- WHAT TO DO
Render every line of the records below as a JSON list of strings, one string per line, leaving out blank lines and the pictures.

+++++

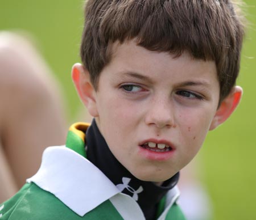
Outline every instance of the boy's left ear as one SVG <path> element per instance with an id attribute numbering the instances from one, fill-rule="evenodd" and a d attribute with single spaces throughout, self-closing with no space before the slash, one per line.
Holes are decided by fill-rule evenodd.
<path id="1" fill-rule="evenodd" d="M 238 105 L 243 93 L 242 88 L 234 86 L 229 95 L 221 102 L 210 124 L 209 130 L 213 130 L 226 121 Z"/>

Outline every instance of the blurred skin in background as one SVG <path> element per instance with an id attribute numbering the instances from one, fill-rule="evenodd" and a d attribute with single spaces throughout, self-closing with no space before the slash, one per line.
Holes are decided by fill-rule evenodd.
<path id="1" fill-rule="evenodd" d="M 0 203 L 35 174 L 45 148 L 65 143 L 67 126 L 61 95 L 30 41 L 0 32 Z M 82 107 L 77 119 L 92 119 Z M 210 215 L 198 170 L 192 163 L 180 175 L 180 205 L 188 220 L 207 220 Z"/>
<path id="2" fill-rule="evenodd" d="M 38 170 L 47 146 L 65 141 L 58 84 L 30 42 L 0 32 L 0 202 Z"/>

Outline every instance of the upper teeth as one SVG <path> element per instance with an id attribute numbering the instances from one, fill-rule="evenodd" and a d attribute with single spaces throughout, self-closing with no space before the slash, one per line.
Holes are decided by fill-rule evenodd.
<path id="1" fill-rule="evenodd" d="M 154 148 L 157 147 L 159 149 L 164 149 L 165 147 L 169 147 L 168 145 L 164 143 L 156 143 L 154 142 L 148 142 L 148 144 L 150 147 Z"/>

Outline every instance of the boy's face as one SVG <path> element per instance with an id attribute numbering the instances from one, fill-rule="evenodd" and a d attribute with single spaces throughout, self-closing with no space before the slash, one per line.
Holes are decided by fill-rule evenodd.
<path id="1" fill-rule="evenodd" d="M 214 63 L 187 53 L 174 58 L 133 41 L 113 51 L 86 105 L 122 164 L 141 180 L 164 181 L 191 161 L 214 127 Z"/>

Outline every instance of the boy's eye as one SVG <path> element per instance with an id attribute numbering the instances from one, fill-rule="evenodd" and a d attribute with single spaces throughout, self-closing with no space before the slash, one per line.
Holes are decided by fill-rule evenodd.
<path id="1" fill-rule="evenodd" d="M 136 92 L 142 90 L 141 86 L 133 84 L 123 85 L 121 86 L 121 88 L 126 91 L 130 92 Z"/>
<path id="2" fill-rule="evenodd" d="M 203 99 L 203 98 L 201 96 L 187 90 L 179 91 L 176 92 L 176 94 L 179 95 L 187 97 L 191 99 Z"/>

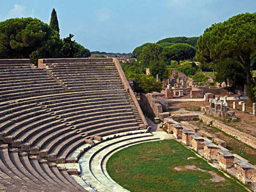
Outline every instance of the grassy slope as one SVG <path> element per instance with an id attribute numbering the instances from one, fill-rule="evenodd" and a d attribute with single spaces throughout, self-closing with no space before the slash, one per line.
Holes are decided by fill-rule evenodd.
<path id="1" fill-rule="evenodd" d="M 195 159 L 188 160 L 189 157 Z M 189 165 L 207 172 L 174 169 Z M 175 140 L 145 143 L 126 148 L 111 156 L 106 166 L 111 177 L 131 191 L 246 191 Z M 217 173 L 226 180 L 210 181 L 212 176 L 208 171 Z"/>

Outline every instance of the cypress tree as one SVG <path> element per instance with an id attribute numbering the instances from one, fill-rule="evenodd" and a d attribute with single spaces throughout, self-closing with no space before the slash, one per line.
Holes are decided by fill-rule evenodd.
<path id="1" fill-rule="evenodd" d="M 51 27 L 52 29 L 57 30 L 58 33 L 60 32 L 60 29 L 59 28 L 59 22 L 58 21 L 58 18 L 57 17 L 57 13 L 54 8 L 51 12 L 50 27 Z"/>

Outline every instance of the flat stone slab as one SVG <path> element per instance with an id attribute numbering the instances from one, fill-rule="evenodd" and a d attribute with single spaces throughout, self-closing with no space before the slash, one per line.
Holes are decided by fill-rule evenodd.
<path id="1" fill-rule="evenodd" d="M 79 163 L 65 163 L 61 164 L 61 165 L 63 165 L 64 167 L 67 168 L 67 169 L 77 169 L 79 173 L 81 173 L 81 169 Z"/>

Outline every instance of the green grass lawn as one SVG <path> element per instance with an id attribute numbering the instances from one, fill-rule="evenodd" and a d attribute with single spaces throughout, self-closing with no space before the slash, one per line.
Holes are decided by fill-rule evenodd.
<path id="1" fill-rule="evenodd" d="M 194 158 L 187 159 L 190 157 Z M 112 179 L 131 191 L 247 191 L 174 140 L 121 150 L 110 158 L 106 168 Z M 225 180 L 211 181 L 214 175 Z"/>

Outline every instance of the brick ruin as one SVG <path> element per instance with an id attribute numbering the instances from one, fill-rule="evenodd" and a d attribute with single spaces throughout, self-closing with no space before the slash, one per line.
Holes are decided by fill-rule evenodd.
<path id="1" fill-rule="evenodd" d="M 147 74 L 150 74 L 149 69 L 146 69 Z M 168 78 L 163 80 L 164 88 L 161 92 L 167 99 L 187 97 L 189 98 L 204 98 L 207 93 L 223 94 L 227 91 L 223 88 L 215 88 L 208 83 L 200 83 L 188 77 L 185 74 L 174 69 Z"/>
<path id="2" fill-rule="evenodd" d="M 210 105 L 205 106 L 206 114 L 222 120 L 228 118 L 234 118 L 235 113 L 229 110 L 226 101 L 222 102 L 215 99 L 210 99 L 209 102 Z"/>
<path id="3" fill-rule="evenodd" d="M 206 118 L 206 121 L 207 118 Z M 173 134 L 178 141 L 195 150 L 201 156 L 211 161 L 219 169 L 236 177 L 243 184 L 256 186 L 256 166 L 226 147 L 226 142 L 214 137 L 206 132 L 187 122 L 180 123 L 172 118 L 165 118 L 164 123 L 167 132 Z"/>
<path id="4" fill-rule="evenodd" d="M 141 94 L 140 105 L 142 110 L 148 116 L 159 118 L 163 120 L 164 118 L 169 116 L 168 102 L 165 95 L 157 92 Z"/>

+++++

- RESULT OF THIS TASK
[
  "Outline every instance of the boy's left ear as one SVG <path> element per instance with an id attribute numbering the instances from one, fill-rule=\"evenodd\" and a d attribute with single spaces throughout, self-closing with no space before the slash, one per line.",
  "Holes are decided by fill-rule evenodd.",
  "<path id=\"1\" fill-rule=\"evenodd\" d=\"M 238 105 L 243 93 L 242 88 L 234 86 L 229 95 L 221 102 L 210 124 L 209 130 L 213 130 L 226 121 Z\"/>",
  "Outline every instance of the blurred skin in background as one SVG <path> element per instance with an id attribute numbering the instances from one, fill-rule=\"evenodd\" and a d attribute with single spaces throughout, self-closing with no space before the slash, one per line.",
  "Holes are decided by fill-rule evenodd.",
  "<path id=\"1\" fill-rule=\"evenodd\" d=\"M 0 203 L 35 174 L 45 148 L 65 143 L 67 126 L 61 95 L 30 41 L 0 32 Z M 82 107 L 77 119 L 92 119 Z M 210 215 L 198 170 L 192 163 L 180 175 L 180 205 L 188 220 L 207 220 Z\"/>",
  "<path id=\"2\" fill-rule=\"evenodd\" d=\"M 38 170 L 47 146 L 65 141 L 58 84 L 30 42 L 0 32 L 0 202 Z\"/>",
  "Outline every instance of the upper teeth as one SVG <path> element per instance with an id attribute numbering the instances from one, fill-rule=\"evenodd\" and a d attribute with single spaces throughout, self-closing with no space before the slash, one per line.",
  "Holes are decided by fill-rule evenodd.",
  "<path id=\"1\" fill-rule=\"evenodd\" d=\"M 154 148 L 157 147 L 159 149 L 164 149 L 165 147 L 169 147 L 168 145 L 164 143 L 156 143 L 154 142 L 148 142 L 148 144 L 150 147 Z\"/>",
  "Outline every instance of the boy's face as one SVG <path> element per instance with an id attribute numbering the instances from one, fill-rule=\"evenodd\" and a d attribute with single spaces throughout, self-closing with no space before the slash, one per line.",
  "Holes are decided by fill-rule evenodd.",
  "<path id=\"1\" fill-rule=\"evenodd\" d=\"M 214 63 L 187 53 L 174 58 L 133 41 L 113 51 L 86 105 L 122 164 L 141 180 L 164 181 L 191 161 L 214 127 Z\"/>",
  "Outline every instance of the boy's eye as one SVG <path> element per instance with an id attribute numbering the instances from one, fill-rule=\"evenodd\" and a d attribute with single spaces throughout, self-closing with no space before the slash, one per line.",
  "Holes are decided by fill-rule evenodd.",
  "<path id=\"1\" fill-rule=\"evenodd\" d=\"M 136 92 L 142 90 L 141 86 L 133 84 L 123 85 L 121 86 L 121 88 L 126 91 L 130 92 Z\"/>",
  "<path id=\"2\" fill-rule=\"evenodd\" d=\"M 203 99 L 203 98 L 201 96 L 187 90 L 179 91 L 176 92 L 176 94 L 179 95 L 187 97 L 191 99 Z\"/>",
  "Outline every instance of the grassy slope as one SVG <path> element per instance with an id attribute numbering the instances from one, fill-rule=\"evenodd\" and a d attribute with single spaces throughout, self-closing with no space before the slash, one per line.",
  "Holes are decided by fill-rule evenodd.",
  "<path id=\"1\" fill-rule=\"evenodd\" d=\"M 195 159 L 188 160 L 189 157 Z M 189 165 L 207 172 L 174 169 Z M 175 140 L 145 143 L 126 148 L 111 156 L 106 166 L 111 177 L 131 191 L 246 191 Z M 217 173 L 226 180 L 210 181 L 212 176 L 208 171 Z\"/>",
  "Outline every instance of the cypress tree as one SVG <path> element per instance with an id attribute numbering the instances from one, fill-rule=\"evenodd\" and a d attribute with single spaces throughout, self-closing with no space before the slash, one per line.",
  "Holes are decided by fill-rule evenodd.",
  "<path id=\"1\" fill-rule=\"evenodd\" d=\"M 51 27 L 52 29 L 57 30 L 58 33 L 60 32 L 60 29 L 59 28 L 59 22 L 58 21 L 58 18 L 57 17 L 57 13 L 54 8 L 51 12 L 50 27 Z\"/>",
  "Outline every instance of the flat stone slab as one SVG <path> element per instance with an id attribute numbering the instances from one, fill-rule=\"evenodd\" and a d attribute with single spaces throughout, self-closing with no space before the slash, one per line.",
  "Holes are decided by fill-rule evenodd.",
  "<path id=\"1\" fill-rule=\"evenodd\" d=\"M 79 163 L 65 163 L 61 164 L 61 165 L 63 165 L 64 167 L 67 168 L 67 169 L 77 169 L 79 173 L 81 173 L 81 169 Z\"/>",
  "Outline every instance of the green grass lawn as one SVG <path> element per instance with an id attribute numbering the instances from one, fill-rule=\"evenodd\" and a d attribute with single spaces throughout, self-closing with no space before the slash, one per line.",
  "Holes are decided by fill-rule evenodd.",
  "<path id=\"1\" fill-rule=\"evenodd\" d=\"M 194 158 L 187 159 L 190 157 Z M 112 179 L 131 191 L 247 191 L 174 140 L 121 150 L 110 158 L 106 168 Z M 225 180 L 211 181 L 214 175 Z\"/>",
  "Outline every instance of the brick ruin as one SVG <path> element per instance with an id attribute numbering the instances from one, fill-rule=\"evenodd\" and a d attribute with single spaces throughout, self-closing with no space before the slash, one per line.",
  "Holes are decided by fill-rule evenodd.",
  "<path id=\"1\" fill-rule=\"evenodd\" d=\"M 147 74 L 150 74 L 149 69 L 146 69 Z M 168 78 L 163 80 L 164 88 L 161 92 L 167 99 L 187 97 L 189 98 L 204 98 L 207 93 L 223 94 L 227 91 L 223 88 L 215 88 L 208 83 L 200 83 L 188 77 L 185 74 L 174 69 Z\"/>",
  "<path id=\"2\" fill-rule=\"evenodd\" d=\"M 210 105 L 205 106 L 206 114 L 222 120 L 228 118 L 234 118 L 235 113 L 229 110 L 226 101 L 222 102 L 215 99 L 210 99 L 209 102 Z\"/>",
  "<path id=\"3\" fill-rule=\"evenodd\" d=\"M 206 118 L 206 121 L 207 118 Z M 173 134 L 178 141 L 195 150 L 201 156 L 211 161 L 219 169 L 236 177 L 243 184 L 256 186 L 256 166 L 226 147 L 226 142 L 214 137 L 206 132 L 187 122 L 180 123 L 172 118 L 165 118 L 164 123 L 167 132 Z\"/>",
  "<path id=\"4\" fill-rule=\"evenodd\" d=\"M 141 94 L 140 105 L 142 110 L 148 116 L 159 118 L 163 120 L 164 118 L 169 116 L 168 102 L 165 95 L 157 92 Z\"/>"
]